Dataset entries.
+-------+
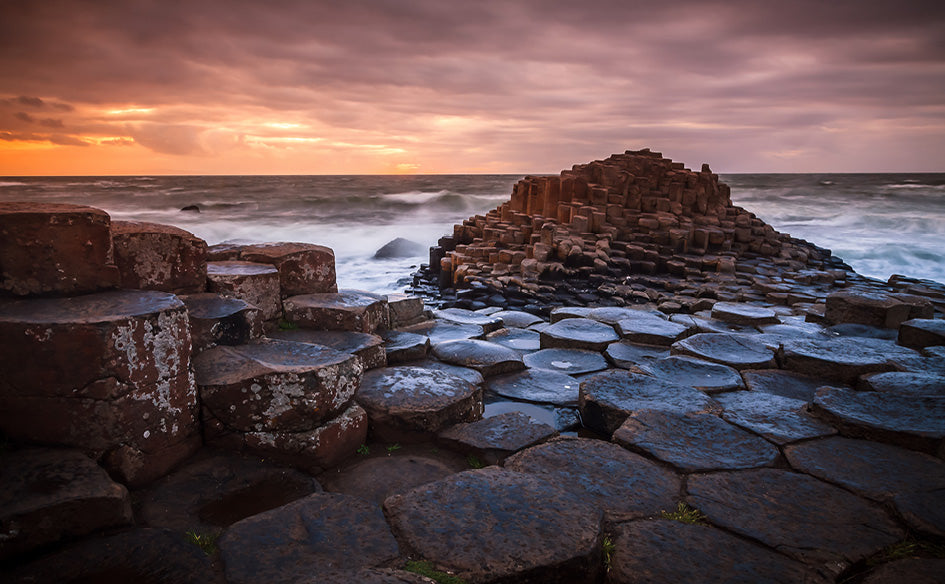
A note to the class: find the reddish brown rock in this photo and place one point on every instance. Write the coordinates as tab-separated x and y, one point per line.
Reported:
253	282
348	310
151	256
304	268
48	495
108	373
52	249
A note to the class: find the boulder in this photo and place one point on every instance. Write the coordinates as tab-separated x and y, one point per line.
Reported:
108	373
55	250
257	284
493	525
347	310
151	256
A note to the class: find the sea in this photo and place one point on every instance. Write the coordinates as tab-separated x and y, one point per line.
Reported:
880	224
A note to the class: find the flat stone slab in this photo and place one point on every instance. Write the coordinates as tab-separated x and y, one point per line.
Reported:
537	385
821	525
495	438
516	318
370	348
401	347
622	484
695	442
494	524
379	477
212	493
47	495
914	422
148	556
913	482
346	310
523	340
904	383
625	354
735	350
779	419
606	400
784	383
841	359
569	361
921	332
578	333
643	553
412	399
743	314
703	375
649	329
487	358
276	385
463	316
323	531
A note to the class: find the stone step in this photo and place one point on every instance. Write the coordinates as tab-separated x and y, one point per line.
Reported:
347	310
108	373
218	320
151	256
55	250
257	284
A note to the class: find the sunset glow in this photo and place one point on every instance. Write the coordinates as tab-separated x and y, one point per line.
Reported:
423	86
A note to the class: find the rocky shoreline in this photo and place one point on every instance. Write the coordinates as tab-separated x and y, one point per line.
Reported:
625	378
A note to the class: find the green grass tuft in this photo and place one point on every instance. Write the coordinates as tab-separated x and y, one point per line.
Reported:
685	514
425	568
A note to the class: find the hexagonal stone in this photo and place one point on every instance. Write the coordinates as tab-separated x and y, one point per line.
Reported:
578	333
321	532
152	556
743	314
649	329
904	382
781	420
370	348
495	438
346	310
842	359
913	482
643	554
608	398
516	319
922	332
405	400
212	493
401	347
914	422
463	316
784	383
703	375
732	349
625	354
47	495
694	442
523	340
494	524
537	385
819	524
622	484
218	320
255	283
275	385
487	358
570	361
151	256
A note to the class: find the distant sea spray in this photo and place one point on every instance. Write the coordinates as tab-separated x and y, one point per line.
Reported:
879	224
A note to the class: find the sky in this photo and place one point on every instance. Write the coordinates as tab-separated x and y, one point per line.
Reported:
+-------+
What this task involves. Repeat the records above exactly, without pictures.

Answer to this problem.
A note to the class: find the reddish brown rock in this photo and place one point on every instance. Write the coordinates as tab-separated x and y, one point per line.
Reported:
253	282
348	310
151	256
304	268
48	495
108	373
52	249
A note to the class: find the boulder in this photo and place one point on every instance. Write the coordinates as tab-separated x and y, one point per line.
Reported:
108	373
55	250
257	284
493	525
347	310
151	256
A note to the class: find the sea in this photo and place one point on every instance. Write the coordinates as tab-separated x and y, one point per line.
Reported:
880	224
A note to the class: find the flat stone slab in this photo and place one point on every instance. Write the coordinates as tab-separated x and y, one point per line.
Reported:
537	385
821	525
495	438
516	318
370	348
401	347
622	484
695	442
494	524
379	477
212	493
47	495
914	422
148	556
913	482
346	310
523	340
904	383
625	354
735	350
779	419
606	400
784	383
841	359
569	361
921	332
578	333
643	553
412	399
743	314
703	375
649	329
487	358
276	385
463	316
323	531
A note to the class: find the stone step in this photo and place one point on every instance. Write the coordinates as tab-separated x and y, one point per line.
Reported:
347	310
108	373
218	320
151	256
55	250
257	284
A note to the class: find the sunset glow in this photo and place one point on every instance. Write the coordinates as tab-separated x and y, one point per line.
Reported:
423	86
A note to the class: find the rocky shoreline in this photo and place one point on every instance. Write the coordinates as tab-separated x and y, one point per line.
Reported:
625	378
A note to the class: find the green grass tuft in this photo and place one point on every instance. Write the coordinates as tab-separated x and y, one point per line.
Reported:
685	514
425	568
A note to the class: find the hexagonal stone in this photo and place one point on every instance. Write the coordinates as tab-separated x and y, one point per line.
Reported:
578	333
321	532
152	556
743	314
649	329
904	382
781	420
370	348
495	438
346	310
842	359
913	482
643	554
608	398
516	319
922	332
405	400
212	493
401	347
914	422
463	316
784	383
703	375
732	349
625	354
47	495
694	442
523	340
494	524
537	385
819	524
622	484
218	320
255	283
275	385
487	358
570	361
151	256
A note to the class: find the distant sea spray in this photo and place one point on every instance. Write the coordinates as tab-separated x and y, one point per line.
Reported:
879	224
A note to the class: find the sky in this photo and place one point on every instance. Write the coordinates as tab-separated x and y, one point per line.
Reported:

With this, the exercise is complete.